◆ **Exercise goal**
In the text below about Seattle landlords, rewrite the part that begins with the words "The Chands were" and ends with the words "moratorium was lifted.", changing "boyfriend" to "partner".

The rental assistance programs administered by King County and the City of Seattle, funded by the federal, state and local governments, were supposed to do just that—pay the tenants’ rent directly to landlords. The programs required the tenants’ and landlords’ cooperation.

Now, Seattle-area small landlords like Ayda said they have been swept into a system that has tied their hands and saddled them with a difficult-to-navigate process to receive rental assistance through King County or the City of Seattle. In her case, because her tenant has refused to communicate or cooperate with her, she is stuck.

The city’s moratorium also forbade landlords from shutting off utilities. Ayda said the utilities remained under her name, but the tenant has not paid them since 2020. She continues to pay them, so her credit won’t take a hit, she said.

“The eviction moratorium has essentially painted me as a corporate landlord or just someone who is able to absorb a loss of two-plus years for a tenant who is not paying,” Ayda said. “I’m just trapped in the eviction moratorium, and the city doesn’t want to listen to me.”

Now that the eviction moratorium is over, Ayda said she has started the judicial process so she can regain possession of her house, but it’s likely to take months because the courts are backed up. Meanwhile, she’s still paying property taxes.

“As a good landlord, I have to uphold my responsibilities for a contract, but the tenant doesn’t have to,” Ayda said. “So, I can’t go to court, but they want me to pay property taxes.”

It is a similar story for Deo and Maya Chand, a retired couple who have a rental home in south Seattle and who spoke about their predicament along with their daughter, Arthi Chand.

Their house was rented to a woman who died in September 2019. The woman’s daughter moved into the house, and the Chands allowed her to stay while she got her affairs in order in the aftermath of her mother’s death.

The Chands were lenient “out of the goodness of their hearts,” said Arthi, who is helping her parents with the issue with her husband, Scott Dunbar.

  The woman stayed and told the Chands that she wanted to continue to live in the house, but she didn’t sign a lease or rental agreement. Arthi said she tried to get the woman to sign a lease, but the woman evaded her, ignoring phone calls and emails.

Then, the woman’s boyfriend moved in that December. Since then, the couple have been living in the house with two children but have not paid rent or utilities.

When the city enacted the eviction moratorium, the Chands’ hands were tied and had remained so until this year, when the moratorium was lifted.

Arthi said the couple remained in the house but refused to apply for rental assistance and have not paid any rent to the Chands, which totals about $50,000.

(Items from a dataset)
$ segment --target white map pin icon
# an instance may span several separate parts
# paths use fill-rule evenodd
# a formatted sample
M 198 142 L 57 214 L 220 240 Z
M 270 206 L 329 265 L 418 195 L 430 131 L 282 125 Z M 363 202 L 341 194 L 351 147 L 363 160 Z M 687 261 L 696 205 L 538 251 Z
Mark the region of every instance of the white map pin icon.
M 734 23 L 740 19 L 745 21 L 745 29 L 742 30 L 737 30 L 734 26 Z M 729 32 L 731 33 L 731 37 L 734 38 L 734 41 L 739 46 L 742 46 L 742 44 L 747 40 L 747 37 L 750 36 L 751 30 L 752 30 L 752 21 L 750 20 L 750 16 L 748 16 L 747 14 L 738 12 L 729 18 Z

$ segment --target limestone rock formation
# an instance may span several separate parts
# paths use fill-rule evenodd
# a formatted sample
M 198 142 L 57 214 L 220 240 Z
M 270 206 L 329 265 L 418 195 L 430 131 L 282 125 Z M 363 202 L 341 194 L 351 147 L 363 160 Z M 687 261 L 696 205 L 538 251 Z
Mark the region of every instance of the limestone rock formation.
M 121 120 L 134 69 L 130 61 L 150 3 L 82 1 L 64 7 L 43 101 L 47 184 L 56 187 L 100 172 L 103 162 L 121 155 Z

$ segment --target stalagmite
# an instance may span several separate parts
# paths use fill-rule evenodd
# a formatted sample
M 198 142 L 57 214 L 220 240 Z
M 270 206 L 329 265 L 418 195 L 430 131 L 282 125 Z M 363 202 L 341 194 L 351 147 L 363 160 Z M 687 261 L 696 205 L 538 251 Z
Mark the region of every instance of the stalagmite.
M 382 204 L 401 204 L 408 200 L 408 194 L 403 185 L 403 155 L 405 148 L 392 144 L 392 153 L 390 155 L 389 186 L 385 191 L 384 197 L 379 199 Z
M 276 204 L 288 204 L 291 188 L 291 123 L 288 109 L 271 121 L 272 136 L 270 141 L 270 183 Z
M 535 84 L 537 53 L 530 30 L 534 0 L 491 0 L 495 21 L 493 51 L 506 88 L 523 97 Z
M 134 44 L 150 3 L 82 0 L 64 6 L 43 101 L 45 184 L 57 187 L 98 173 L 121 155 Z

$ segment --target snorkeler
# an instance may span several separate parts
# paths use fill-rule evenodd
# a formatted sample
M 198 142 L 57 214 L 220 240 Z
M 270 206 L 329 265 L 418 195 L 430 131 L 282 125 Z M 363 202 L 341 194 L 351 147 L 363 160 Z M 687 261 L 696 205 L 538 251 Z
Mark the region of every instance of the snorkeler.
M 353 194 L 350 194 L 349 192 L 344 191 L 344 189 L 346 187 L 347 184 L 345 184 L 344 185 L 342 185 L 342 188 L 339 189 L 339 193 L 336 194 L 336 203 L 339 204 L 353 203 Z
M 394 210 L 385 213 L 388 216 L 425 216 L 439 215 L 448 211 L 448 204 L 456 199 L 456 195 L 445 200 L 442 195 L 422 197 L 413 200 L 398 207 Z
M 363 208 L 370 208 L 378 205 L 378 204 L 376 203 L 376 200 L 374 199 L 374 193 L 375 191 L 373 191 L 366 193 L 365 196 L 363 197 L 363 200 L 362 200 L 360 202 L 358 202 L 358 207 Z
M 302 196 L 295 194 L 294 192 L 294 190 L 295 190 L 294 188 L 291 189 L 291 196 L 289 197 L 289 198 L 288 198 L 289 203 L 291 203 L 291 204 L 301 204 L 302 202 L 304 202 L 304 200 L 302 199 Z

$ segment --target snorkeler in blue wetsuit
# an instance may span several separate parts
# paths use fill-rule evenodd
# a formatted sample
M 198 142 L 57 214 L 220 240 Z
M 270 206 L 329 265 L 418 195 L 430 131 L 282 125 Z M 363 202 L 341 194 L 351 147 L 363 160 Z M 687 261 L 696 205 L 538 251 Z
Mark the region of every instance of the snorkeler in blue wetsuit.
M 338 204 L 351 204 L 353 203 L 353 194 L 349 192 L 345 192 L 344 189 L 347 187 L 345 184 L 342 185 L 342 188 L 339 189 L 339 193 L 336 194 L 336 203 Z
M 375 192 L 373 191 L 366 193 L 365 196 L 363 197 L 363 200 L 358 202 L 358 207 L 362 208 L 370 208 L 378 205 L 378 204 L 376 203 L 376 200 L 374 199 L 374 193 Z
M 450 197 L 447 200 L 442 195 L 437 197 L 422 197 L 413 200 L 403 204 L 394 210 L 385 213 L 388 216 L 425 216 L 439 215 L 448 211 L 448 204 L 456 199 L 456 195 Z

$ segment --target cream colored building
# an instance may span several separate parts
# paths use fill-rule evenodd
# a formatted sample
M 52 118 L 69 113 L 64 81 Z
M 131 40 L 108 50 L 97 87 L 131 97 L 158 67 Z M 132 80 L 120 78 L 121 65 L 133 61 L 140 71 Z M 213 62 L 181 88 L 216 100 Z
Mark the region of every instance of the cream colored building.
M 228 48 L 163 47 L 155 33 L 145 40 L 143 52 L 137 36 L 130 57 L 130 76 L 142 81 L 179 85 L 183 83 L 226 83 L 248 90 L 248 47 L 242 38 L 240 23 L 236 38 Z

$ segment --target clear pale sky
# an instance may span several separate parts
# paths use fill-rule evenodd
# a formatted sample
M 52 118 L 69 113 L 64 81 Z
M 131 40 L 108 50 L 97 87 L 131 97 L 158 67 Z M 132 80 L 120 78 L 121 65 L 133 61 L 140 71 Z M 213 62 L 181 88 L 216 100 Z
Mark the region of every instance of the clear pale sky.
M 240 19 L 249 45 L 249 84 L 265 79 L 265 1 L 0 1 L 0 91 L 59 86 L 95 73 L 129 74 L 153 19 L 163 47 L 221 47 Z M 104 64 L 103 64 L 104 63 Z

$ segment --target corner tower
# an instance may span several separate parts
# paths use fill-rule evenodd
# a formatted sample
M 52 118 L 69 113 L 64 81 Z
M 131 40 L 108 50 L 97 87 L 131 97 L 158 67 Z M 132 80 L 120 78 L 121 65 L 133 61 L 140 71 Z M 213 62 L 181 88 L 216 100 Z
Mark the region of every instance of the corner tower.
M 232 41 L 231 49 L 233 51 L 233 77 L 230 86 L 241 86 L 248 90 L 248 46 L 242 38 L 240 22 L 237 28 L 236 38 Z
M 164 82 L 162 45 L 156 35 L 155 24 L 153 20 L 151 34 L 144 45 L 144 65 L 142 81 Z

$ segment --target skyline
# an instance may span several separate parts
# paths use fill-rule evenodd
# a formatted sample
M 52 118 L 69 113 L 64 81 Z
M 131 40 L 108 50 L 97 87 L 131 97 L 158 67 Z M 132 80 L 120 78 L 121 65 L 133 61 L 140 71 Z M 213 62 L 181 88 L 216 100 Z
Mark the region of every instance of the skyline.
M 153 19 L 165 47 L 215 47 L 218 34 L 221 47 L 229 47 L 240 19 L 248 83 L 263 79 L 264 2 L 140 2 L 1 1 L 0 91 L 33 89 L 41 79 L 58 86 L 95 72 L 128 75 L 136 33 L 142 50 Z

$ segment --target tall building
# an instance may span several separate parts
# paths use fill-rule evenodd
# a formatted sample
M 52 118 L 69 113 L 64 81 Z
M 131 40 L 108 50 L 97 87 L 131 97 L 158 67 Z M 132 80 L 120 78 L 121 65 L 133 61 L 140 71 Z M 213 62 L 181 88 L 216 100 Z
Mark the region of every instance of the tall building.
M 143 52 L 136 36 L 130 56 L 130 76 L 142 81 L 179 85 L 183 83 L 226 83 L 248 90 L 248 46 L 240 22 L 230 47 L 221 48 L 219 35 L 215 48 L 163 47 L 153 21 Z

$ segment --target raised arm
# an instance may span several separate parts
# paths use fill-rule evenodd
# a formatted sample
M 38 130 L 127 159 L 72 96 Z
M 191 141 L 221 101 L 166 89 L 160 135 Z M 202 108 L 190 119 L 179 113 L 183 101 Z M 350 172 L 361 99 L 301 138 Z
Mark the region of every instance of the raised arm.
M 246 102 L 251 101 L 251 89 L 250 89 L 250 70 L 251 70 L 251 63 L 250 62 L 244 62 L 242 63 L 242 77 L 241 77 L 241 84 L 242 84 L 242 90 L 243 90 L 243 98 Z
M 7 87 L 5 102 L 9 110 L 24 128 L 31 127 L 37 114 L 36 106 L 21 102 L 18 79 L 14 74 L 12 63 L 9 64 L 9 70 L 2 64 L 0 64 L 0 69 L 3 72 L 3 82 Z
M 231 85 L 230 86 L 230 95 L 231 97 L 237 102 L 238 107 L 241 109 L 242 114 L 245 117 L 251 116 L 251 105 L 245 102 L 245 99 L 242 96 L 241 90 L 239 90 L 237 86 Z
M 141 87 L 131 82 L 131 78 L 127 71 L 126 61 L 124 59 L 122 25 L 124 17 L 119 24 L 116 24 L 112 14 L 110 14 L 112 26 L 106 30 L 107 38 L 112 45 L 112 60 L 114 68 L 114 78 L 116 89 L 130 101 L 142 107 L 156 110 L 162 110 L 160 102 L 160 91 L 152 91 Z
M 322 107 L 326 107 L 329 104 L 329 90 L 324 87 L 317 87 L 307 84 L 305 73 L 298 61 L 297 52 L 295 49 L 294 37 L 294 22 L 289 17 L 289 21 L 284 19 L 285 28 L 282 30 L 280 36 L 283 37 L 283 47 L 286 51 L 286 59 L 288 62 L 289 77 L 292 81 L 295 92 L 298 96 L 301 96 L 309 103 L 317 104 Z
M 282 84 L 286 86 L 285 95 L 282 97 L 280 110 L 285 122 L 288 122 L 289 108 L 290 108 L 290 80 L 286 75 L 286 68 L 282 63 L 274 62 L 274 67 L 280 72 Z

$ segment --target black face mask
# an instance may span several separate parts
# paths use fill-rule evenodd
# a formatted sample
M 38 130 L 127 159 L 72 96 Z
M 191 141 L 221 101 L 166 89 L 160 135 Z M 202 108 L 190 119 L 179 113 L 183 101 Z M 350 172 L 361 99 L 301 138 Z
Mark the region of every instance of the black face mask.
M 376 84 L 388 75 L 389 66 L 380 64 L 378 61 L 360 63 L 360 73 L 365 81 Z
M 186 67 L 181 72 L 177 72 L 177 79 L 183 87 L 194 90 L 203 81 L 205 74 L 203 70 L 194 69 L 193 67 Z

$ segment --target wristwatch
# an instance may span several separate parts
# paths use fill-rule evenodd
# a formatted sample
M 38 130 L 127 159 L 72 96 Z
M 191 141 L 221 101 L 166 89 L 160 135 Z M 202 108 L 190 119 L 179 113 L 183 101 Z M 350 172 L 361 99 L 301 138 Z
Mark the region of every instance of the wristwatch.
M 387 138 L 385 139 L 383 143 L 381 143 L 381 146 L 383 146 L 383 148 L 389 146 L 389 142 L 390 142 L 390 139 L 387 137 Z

◆ **Result of the exercise**
The Chands were lenient “out of the goodness of their hearts,” said Arthi, who is helping her parents with the issue with her husband, Scott Dunbar.

  The woman stayed and told the Chands that she wanted to continue to live in the house, but she didn’t sign a lease or rental agreement. Arthi said she tried to get the woman to sign a lease, but the woman evaded her, ignoring phone calls and emails.

Then, the woman’s partner moved in that December. Since then, the couple have been living in the house with two children but have not paid rent or utilities.

When the city enacted the eviction moratorium, the Chands’ hands were tied and had remained so until this year, when the moratorium was lifted.